▶ _Assignment_
From the passage on science conspiracies, reproduce word for word the part that opens with the words containing "VACCINATION = Although" and closes with "to this day.".

▶ _Quoted passage_
--------------------------------------------------

The thing is, it doesn't stop there. Revelations rarely happen in isolation, so now that I've let the cat out of the bag with regards to the moon landings, it's only a matter of time before the true extent of the deceptions carried out by the scientific community come to light. So, in the interests of transparency, here are some other conspiracies and outright lies that science has been feeding people.
THE HIGGS BOSON = The Higgs Boson isn't a real thing, I'm afraid. It doesn't even sound like a real thing. A "boson" is a member of a ship's crew, isn't it? The whole thing was concocted as a ruse to build the Large Hadron collider, which is actually a cover for the world's biggest go-kart track, something that would never have got funding on its own merits.
If we're being honest about particle physics, the atom as is commonly portrayed doesn't exist either. There are actually only four known elements, "Earth", "Wind", "Fire" and "September". Nuclear power is actually the name given for when there is a higher density of fire in one place than normal.
VACCINATION = Although rational types have been decrying antivaxxers for years, unfortunately they are correct. Vaccinations are unnecessary; they're a cover for the true nature of disease. It was discovered long ago that all diseases were actually spread by the Dodo. Upon this realisation, scientists decided to initiate a brutal extermination campaign, which lead to their apparent extinction. However, racked by guilt over their actions, the science community concocted the whole vaccine story to explain why people weren't getting so sick anymore, and have persevered with it to this day.
Dodos actually still exist, but in real life they closely resemble pigeons. The story about them being extinct was made up to prevent panic, and the image of the dodo as a large bemused chicken is based on a model created by Jim Henson's Creature Shop, commissioned to back up the story.
RELATIVITY = The theory of relativity is, as many have guessed, made up. It doesn't make any sense when you think about it, time slowing down as you go faster? Gaining mass as you approach light speed? It's all based on an incident Einstein experienced when on a particularly long train journey where his watch was broken and he went to the buffet car a few too many times. He came up with relativity as an excuse for why he was late and bloated, and the other physicists just went with it. By the time it was discovered what had happened, Einstein was the most famous physicist around and they kept it going rather than risk undermining their most respected scholar.
THE WORLD IS ROUND = It isn't I'm afraid. It's flat. But it's not static, the land is constantly moving across it like a supermarket conveyer belt. Hence we get night and day, night is when the belt is on the underside of the Earth. This also explains why some long-haul flights take less time on the way back than the way there or vice versa. Planes are either going the opposite way to the direction of travel of the belt, or trying to accelerate in the same direction, which takes longer.
SCHRODINGER'S CAT = It was actually a ferret, but 'Schrodinger's ferret' just sounds wrong. And a little bit rude. Also, it was dead.
GENERAL ANAESTHETICS= These don't actually do anything, they're a money-making scam by pharmaceutical companies. People undergoing surgery fall asleep of their own accord as operating theatres and surgeons are kept as boring as possible.
There are many more I could tell you, but that will do for now. You may think these claims are ridiculous and so farfetched they couldn't possibly be true.
Yeah, people used to say that about the moon landing conspiracy theories.

--------------------------------------------------

Collected data
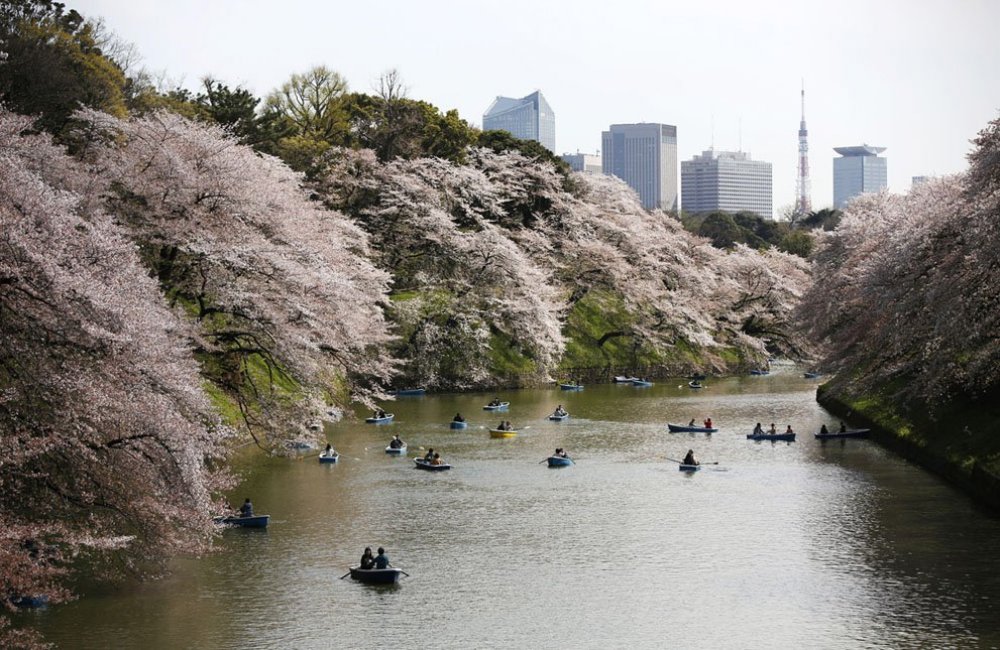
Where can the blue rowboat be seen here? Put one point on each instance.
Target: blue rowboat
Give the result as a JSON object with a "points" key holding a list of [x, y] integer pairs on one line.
{"points": [[388, 576], [788, 437], [429, 466], [853, 433], [678, 428], [256, 521]]}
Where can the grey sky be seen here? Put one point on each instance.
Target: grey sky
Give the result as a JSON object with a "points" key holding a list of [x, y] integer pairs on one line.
{"points": [[920, 77]]}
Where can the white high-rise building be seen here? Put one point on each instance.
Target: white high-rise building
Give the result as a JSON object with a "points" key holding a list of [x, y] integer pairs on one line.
{"points": [[644, 156], [729, 181], [857, 171], [527, 118]]}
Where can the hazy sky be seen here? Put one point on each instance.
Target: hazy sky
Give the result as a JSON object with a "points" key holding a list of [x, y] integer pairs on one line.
{"points": [[920, 77]]}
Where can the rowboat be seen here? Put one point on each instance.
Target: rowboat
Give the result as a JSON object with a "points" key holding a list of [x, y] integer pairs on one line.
{"points": [[256, 521], [388, 576], [853, 433], [678, 428], [426, 464], [771, 436]]}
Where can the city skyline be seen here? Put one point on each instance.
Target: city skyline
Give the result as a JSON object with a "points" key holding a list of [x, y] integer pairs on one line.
{"points": [[730, 74]]}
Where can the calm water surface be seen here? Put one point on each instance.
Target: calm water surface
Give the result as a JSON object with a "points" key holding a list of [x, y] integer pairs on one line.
{"points": [[781, 545]]}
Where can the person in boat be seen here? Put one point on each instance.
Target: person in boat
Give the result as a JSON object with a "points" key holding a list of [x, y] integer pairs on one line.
{"points": [[367, 559]]}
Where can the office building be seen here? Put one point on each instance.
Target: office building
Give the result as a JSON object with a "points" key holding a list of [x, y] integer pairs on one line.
{"points": [[644, 156], [527, 118], [583, 162], [859, 170], [726, 180]]}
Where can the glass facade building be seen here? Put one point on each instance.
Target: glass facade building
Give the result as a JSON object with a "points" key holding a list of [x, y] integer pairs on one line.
{"points": [[726, 180], [527, 118], [644, 156], [859, 170]]}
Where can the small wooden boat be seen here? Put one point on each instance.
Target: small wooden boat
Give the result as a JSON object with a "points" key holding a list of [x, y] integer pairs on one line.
{"points": [[428, 465], [256, 521], [853, 433], [679, 428], [788, 437], [388, 576]]}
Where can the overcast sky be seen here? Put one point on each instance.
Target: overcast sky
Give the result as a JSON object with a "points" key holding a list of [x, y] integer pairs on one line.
{"points": [[920, 77]]}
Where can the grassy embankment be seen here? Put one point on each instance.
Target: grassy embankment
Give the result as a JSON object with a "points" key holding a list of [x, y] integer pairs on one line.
{"points": [[959, 441]]}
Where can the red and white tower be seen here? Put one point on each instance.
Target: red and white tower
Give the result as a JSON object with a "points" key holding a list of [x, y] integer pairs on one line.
{"points": [[803, 205]]}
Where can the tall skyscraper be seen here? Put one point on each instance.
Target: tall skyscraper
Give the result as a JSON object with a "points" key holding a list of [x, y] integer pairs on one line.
{"points": [[803, 204], [583, 162], [644, 156], [857, 171], [726, 180], [528, 118]]}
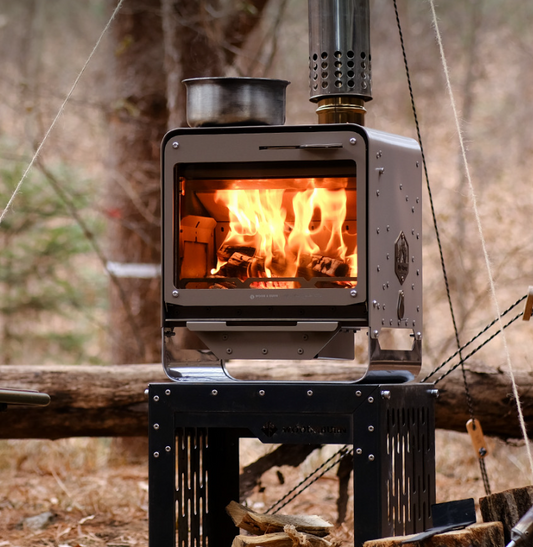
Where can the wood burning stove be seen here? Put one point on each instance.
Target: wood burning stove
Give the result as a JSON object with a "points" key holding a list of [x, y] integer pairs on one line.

--------------------------------------------------

▶ _Finished task_
VACCINATION = Although rational types have been decrying antivaxxers for years, unfortunately they are correct. Vaccinations are unnecessary; they're a cover for the true nature of disease. It was discovered long ago that all diseases were actually spread by the Dodo. Upon this realisation, scientists decided to initiate a brutal extermination campaign, which lead to their apparent extinction. However, racked by guilt over their actions, the science community concocted the whole vaccine story to explain why people weren't getting so sick anymore, and have persevered with it to this day.